■ **Stored items from a collection**
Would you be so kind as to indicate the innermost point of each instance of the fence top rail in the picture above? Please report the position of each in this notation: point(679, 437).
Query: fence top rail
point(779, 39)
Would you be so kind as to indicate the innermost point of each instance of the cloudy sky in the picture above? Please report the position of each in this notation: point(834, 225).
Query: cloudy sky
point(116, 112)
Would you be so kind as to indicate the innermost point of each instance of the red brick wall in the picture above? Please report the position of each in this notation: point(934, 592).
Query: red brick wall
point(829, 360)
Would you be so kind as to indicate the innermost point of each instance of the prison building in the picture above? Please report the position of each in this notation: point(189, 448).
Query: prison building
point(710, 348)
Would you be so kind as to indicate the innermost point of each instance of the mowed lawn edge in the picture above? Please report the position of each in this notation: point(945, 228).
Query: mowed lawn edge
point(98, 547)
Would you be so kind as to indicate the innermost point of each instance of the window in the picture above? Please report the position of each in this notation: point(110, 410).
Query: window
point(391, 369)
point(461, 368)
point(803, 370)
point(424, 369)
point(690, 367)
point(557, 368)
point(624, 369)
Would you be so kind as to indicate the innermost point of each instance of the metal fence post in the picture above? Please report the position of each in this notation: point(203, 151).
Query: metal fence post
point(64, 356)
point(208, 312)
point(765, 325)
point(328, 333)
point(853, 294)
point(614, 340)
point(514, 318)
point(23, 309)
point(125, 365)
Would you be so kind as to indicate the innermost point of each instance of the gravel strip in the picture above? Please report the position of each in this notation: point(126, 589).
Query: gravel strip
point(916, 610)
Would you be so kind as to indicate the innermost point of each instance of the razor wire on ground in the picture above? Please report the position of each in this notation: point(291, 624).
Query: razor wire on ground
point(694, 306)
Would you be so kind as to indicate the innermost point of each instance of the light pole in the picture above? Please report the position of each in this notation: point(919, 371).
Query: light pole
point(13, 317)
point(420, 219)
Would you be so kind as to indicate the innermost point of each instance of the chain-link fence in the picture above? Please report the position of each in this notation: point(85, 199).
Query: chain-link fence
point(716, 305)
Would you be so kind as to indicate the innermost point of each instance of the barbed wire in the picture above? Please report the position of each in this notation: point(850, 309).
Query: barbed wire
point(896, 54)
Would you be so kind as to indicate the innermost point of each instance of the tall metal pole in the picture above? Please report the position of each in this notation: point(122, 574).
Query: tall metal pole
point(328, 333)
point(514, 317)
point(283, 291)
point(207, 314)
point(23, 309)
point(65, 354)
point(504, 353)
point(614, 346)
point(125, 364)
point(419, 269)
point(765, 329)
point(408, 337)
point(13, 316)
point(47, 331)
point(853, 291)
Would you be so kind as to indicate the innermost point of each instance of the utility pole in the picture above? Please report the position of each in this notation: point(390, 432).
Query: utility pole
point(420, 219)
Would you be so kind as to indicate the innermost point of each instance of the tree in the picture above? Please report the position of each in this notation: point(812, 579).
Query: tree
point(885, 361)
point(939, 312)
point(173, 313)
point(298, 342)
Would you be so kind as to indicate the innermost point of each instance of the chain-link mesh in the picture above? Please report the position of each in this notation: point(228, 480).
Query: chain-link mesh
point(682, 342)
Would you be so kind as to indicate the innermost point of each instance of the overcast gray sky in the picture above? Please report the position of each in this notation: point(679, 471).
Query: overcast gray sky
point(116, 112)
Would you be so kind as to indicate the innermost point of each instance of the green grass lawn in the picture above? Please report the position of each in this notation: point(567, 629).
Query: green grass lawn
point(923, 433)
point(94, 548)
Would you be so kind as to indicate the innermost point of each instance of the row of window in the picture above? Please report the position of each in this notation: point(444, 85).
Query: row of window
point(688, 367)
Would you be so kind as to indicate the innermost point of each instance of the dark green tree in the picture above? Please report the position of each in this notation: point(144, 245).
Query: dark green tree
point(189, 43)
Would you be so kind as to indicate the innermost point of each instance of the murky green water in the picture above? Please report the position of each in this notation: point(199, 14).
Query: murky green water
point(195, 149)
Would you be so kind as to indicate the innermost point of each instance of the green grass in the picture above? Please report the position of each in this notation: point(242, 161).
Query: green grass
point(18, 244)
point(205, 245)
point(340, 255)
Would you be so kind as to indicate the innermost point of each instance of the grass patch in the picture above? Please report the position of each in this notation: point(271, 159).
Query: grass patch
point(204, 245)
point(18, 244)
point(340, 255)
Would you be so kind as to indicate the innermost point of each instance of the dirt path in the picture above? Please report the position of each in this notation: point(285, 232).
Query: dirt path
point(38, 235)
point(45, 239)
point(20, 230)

■ **WHAT YOU SHOULD DO**
Reproduce the data above exactly, leaving nothing out.

■ **SOLUTION TO THE PROBLEM**
Would you be so kind as to indicate the innermost point of each instance of the fence top rail in the picture above? Please report the position of each in this notation: point(679, 437).
Query: fence top rail
point(779, 39)
Would you be so kind as to indicate the innermost point of each instance of the cloudy sky in the picture above? Please report the position of each in this notation: point(834, 225).
Query: cloudy sky
point(116, 112)
Would you be so kind as to indicate the innermost point of each instance of the red brick wall in the picture above? Please report the position of each in this notation: point(934, 592).
Query: red brick wall
point(829, 360)
Would you be so kind as to indicate the innermost point of each instance of the prison building in the picture above? Please report the position of each in this notation: point(189, 448).
Query: prison building
point(710, 348)
Would you be so kind as to indicate the innermost point of each instance of the mowed lawn edge in the picture above? Please report the position of each in this notation: point(945, 228).
Query: mowed lawn edge
point(98, 547)
Would you be so kind as to indicate the innermost point of each instance of the window in the picture above? Please report the position of each in this notation: point(110, 410).
Query: window
point(391, 369)
point(461, 368)
point(803, 370)
point(424, 369)
point(690, 367)
point(557, 368)
point(624, 369)
Would you be so kind as to indicate the innermost point of each instance of the metal fence post in the picture above? Please report the position of each in this notation: point(203, 151).
Query: metal fence post
point(64, 356)
point(208, 312)
point(765, 325)
point(328, 333)
point(853, 294)
point(614, 340)
point(514, 318)
point(23, 309)
point(125, 365)
Would you be so kind as to indicate the innermost point of each instance of the gravel strip in the picture above? Please report the position of each in this notation: point(126, 589).
Query: gravel strip
point(916, 610)
Would you be so kind as to indicate the innermost point of each instance of the razor wire on ground in the picture above? Please report the position of each in this notation: point(291, 624).
Query: razor wire on ground
point(694, 306)
Would you be so kind as to indicate the innermost point of each instance of the light pole in the picture above? Please report the position of each in this notation: point(919, 371).
Query: light pole
point(13, 317)
point(420, 219)
Would you be so kind as to indicate the innermost point of each instance of the chain-link fence in the picture above? Please report the position of each in this notation: point(85, 199).
Query: chain-link fence
point(716, 305)
Would you be so kind as to indicate the innermost point of each instance of the barbed wire in the picture above? Please report the position of each in this notation: point(850, 309).
Query: barbed wire
point(896, 54)
Would you be so kind as to indicate the innermost point of each instance of the tall metal pole in the picture above? Please report the position of each in this notation: point(122, 574).
Query: tall metal pole
point(328, 333)
point(514, 317)
point(283, 291)
point(207, 314)
point(23, 309)
point(65, 354)
point(504, 353)
point(614, 346)
point(125, 364)
point(419, 269)
point(765, 329)
point(408, 337)
point(13, 316)
point(47, 331)
point(853, 291)
Would you be so kind as to indicate the innermost point of each instance of the utility pole in the picture above? Please report the position of each in this notation: point(390, 432).
Query: utility pole
point(420, 219)
Would you be so kind as to indicate the innermost point of each instance of the tree in the picture above? Please report the position of each in this notation: point(812, 579).
Query: tree
point(885, 361)
point(939, 312)
point(173, 313)
point(298, 342)
Would you be so kind as to indicate the innermost point of each instance of the chain-link mesh in the picture above? Please report the position of each in this notation: point(228, 480).
Query: chain-link mesh
point(682, 342)
Would you be so kind as to indicate the innermost point of each instance of the overcast gray sky in the picture above? Please report the position of each in this notation: point(679, 471).
Query: overcast gray sky
point(116, 112)
Would you be so kind as to indicate the innermost point of each instance of the green grass lawn in the picture above? Please report the position of each in this notation: point(567, 629).
Query: green grass lawn
point(923, 433)
point(94, 548)
Would you be so kind as to indicate the innermost point of each instance of the row of window in the picture above? Please report the position of each in this notation: point(444, 85).
Query: row of window
point(688, 367)
Would you be so kind as to indicate the innermost point of each instance of the dark green tree in the picture above? Please report the position of each in this notation: point(144, 245).
Query: dark green tree
point(189, 43)
Would you be so kind as to indicate the innermost point of each instance of the murky green water in the picture above? Please report the position of each in this notation: point(199, 14).
Query: murky green water
point(195, 149)
Would you be so kind as to indicate the innermost point of each instance of the green grass in the picture above? Please report the position of each in this notation: point(242, 161).
Query: green grass
point(18, 244)
point(205, 245)
point(340, 255)
Would you be so kind as to indicate the innermost point of each instance of the grass patch in the picture above? Please report the position of each in this notation: point(271, 159).
Query: grass patch
point(204, 245)
point(18, 244)
point(340, 255)
Would you be so kind as to indicate the innermost point of each instance of the dirt path in the picture above? Please report the position of each in this notation: point(285, 232).
Query: dirt path
point(38, 235)
point(45, 239)
point(20, 230)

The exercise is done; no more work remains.